▸ **Tâche brève A**
Disposez en tableau Markdown les lignes des enregistrements, en commençant à celle qui contient « In this exercise you will tag the water » et en terminant à la dernière ligne des enregistrements, sans les lignes vides. Intitulez les colonnes « Numéro », pour le numéro de rangée, et « Ligne », pour la ligne elle-même.

▸ **Texte à lire**

_ _ _ _ _ _ _

# .png->.icn



## dofre b (13 Novembre 2007)

voila, je voudrait convertir des icones .png en .icn, car mon probleme est: l'icone de skype ne "tien pas", j'ai changer l'icone de skype dans la fenetre d'info avec pomme c-pomme v, l'icone est là mais dés que je suis connecter l'icone original bleu réaparait. donc j'ai afficher le contenu du paquet  -> resource et j'ai changer l'icone mais voila mon icone est en .png et non en .icn comme l'original donc maintenant quand je me connecte avec skype l'icone disparait.   .....je recherche une façon de convertir le .png en .icn SVP.....
meci de vos reponses.:love:


----------



## dofre b (13 Novembre 2007)

bon!!!! ca ne doit pas etre possible.......mais si j'suis sur que c'est possible please help me !!!!:mouais:


----------



## Dos Jones (13 Novembre 2007)

Graphic converter mais pas gratuit, pas contre il a un mode démo limité dans le temps il me semble


----------



## Anonyme (13 Novembre 2007)

Perso pour modifier les icônes .png que je télécharges pour qu'elles soient utilisables, je passe par Pic2lcon ou CocothumbX. 
J'espère que c'est ce que tu cherches


----------



## dofre b (13 Novembre 2007)

merci pour vos reponses   cocothumx marche tres bien pour convertir en .icns, mais voila! j'ai l'impression qu'il reduit les image, pourtant elle reste en 128*128     alors je chercherait demain ....


----------



## thekingdolphin (18 Novembre 2007)

Bonjour tu peux convertir des icones .png en .icns avec l'utilitaire  Icon composer.app que tu trouveras dans ton dossier developper/applications/utilities


----------



## PoorMonsteR (18 Novembre 2007)

_ _ _ _ _ _ _

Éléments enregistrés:
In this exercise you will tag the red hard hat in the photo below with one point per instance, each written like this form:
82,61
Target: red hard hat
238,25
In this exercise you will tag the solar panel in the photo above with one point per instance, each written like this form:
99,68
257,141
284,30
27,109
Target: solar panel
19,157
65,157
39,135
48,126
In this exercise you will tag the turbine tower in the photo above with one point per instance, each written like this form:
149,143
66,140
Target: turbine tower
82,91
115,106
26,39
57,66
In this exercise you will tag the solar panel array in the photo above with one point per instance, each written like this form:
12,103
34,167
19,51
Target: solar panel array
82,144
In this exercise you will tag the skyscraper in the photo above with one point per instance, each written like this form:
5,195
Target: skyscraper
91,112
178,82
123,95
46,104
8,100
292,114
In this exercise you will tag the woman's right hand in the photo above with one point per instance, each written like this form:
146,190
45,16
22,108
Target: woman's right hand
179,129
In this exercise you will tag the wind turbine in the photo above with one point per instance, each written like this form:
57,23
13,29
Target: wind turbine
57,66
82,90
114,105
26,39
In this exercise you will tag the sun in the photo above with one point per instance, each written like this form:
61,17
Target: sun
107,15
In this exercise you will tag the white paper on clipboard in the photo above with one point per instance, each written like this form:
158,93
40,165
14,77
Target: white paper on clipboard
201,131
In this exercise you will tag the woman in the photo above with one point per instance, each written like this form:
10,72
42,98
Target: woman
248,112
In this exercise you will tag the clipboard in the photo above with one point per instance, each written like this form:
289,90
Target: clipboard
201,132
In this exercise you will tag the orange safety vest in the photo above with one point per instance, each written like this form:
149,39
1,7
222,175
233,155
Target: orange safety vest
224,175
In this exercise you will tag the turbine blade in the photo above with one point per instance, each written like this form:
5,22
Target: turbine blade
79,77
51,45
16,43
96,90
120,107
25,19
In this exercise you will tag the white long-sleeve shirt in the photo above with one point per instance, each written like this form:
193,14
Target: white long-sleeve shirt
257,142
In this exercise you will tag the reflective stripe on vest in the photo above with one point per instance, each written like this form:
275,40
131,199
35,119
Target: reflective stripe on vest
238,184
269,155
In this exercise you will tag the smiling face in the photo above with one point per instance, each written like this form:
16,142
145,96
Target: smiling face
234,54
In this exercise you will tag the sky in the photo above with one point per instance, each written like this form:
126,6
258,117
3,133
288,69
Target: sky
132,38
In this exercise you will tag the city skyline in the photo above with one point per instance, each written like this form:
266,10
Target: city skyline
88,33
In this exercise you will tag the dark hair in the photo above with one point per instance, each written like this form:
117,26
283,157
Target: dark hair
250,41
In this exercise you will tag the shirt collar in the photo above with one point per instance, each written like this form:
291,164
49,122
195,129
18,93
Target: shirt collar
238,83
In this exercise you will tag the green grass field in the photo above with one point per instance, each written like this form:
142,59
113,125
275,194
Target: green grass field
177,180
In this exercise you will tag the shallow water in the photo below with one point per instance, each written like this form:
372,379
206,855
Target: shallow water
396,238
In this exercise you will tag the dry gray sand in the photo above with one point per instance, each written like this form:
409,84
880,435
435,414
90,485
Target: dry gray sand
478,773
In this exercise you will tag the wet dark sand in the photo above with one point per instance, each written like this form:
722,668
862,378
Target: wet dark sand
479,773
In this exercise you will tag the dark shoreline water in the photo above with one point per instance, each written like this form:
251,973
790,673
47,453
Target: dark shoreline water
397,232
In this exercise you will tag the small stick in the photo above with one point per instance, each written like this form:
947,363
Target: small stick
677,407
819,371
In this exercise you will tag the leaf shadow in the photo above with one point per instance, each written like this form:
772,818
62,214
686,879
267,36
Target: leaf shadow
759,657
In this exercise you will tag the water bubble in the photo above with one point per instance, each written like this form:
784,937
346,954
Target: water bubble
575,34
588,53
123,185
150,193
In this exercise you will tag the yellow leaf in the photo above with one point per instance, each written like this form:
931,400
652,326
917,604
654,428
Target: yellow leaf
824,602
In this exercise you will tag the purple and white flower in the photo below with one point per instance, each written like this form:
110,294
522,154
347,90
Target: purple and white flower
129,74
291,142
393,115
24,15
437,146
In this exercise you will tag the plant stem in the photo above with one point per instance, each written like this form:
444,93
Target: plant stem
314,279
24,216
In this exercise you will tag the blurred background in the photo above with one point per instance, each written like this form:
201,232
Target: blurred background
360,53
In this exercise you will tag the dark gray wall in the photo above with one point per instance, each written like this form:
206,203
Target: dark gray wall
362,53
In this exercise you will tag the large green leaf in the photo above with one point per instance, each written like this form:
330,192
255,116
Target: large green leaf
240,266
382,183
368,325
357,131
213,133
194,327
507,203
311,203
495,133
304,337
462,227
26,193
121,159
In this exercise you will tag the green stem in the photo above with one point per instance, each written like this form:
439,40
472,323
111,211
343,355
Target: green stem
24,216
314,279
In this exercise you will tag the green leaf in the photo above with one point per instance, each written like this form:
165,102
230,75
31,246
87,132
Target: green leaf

_ _ _ _ _ _ _

▸ **Tâche brève B**
Reprenez la discussion de forum sur la conversion d'icônes .png en .icn à l'endroit où elle s'arrête.

▸ **Réponse rédigée A**
| Numéro | Ligne |
|---|---|
| 1 | In this exercise you will tag the water bubble in the photo above with one point per instance, each written like this form: |
| 2 | 784,937 |
| 3 | 346,954 |
| 4 | Target: water bubble |
| 5 | 575,34 |
| 6 | 588,53 |
| 7 | 123,185 |
| 8 | 150,193 |
| 9 | In this exercise you will tag the yellow leaf in the photo above with one point per instance, each written like this form: |
| 10 | 931,400 |
| 11 | 652,326 |
| 12 | 917,604 |
| 13 | 654,428 |
| 14 | Target: yellow leaf |
| 15 | 824,602 |
| 16 | In this exercise you will tag the purple and white flower in the photo below with one point per instance, each written like this form: |
| 17 | 110,294 |
| 18 | 522,154 |
| 19 | 347,90 |
| 20 | Target: purple and white flower |
| 21 | 129,74 |
| 22 | 291,142 |
| 23 | 393,115 |
| 24 | 24,15 |
| 25 | 437,146 |
| 26 | In this exercise you will tag the plant stem in the photo above with one point per instance, each written like this form: |
| 27 | 444,93 |
| 28 | Target: plant stem |
| 29 | 314,279 |
| 30 | 24,216 |
| 31 | In this exercise you will tag the blurred background in the photo above with one point per instance, each written like this form: |
| 32 | 201,232 |
| 33 | Target: blurred background |
| 34 | 360,53 |
| 35 | In this exercise you will tag the dark gray wall in the photo above with one point per instance, each written like this form: |
| 36 | 206,203 |
| 37 | Target: dark gray wall |
| 38 | 362,53 |
| 39 | In this exercise you will tag the large green leaf in the photo above with one point per instance, each written like this form: |
| 40 | 330,192 |
| 41 | 255,116 |
| 42 | Target: large green leaf |
| 43 | 240,266 |
| 44 | 382,183 |
| 45 | 368,325 |
| 46 | 357,131 |
| 47 | 213,133 |
| 48 | 194,327 |
| 49 | 507,203 |
| 50 | 311,203 |
| 51 | 495,133 |
| 52 | 304,337 |
| 53 | 462,227 |
| 54 | 26,193 |
| 55 | 121,159 |
| 56 | In this exercise you will tag the green stem in the photo above with one point per instance, each written like this form: |
| 57 | 439,40 |
| 58 | 472,323 |
| 59 | 111,211 |
| 60 | 343,355 |
| 61 | Target: green stem |
| 62 | 24,216 |
| 63 | 314,279 |
| 64 | In this exercise you will tag the green leaf in the photo above with one point per instance, each written like this form: |
| 65 | 165,102 |
| 66 | 230,75 |
| 67 | 31,246 |
| 68 | 87,132 |
| 69 | Target: green leaf |

▸ **Réponse rédigée B**
Bonsoir,

Et avec img2icns ?


----------



## dofre b (18 Novembre 2007)

thekingdolphin a dit:


> Bonjour tu peux convertir des icones .png en .icns avec l'utilitaire  Icon composer.app que tu trouveras dans ton dossier developper/applications/utilities



j'ai pas trouver !!!! c'est dans mon dossier utilitaire???


----------



## Boris (28 Novembre 2007)

thekingdolphin a dit:


> Bonjour tu peux convertir des icones .png en .icns avec l'utilitaire  Icon composer.app que tu trouveras dans ton dossier developper/applications/utilities





dofre b a dit:


> j'ai pas trouver !!!! c'est dans mon dossier utilitaire???



J'arrive sûrement après la bataille mais je pense que l'utilitaire Icon composer se trouve sur le DVD d'installation de Tiger ou de Léopard


----------



## dofre b (28 Novembre 2007)

pour l'instand img2inc marche tres bien mais je vais quand meme aller voir sur le dvd..; merci.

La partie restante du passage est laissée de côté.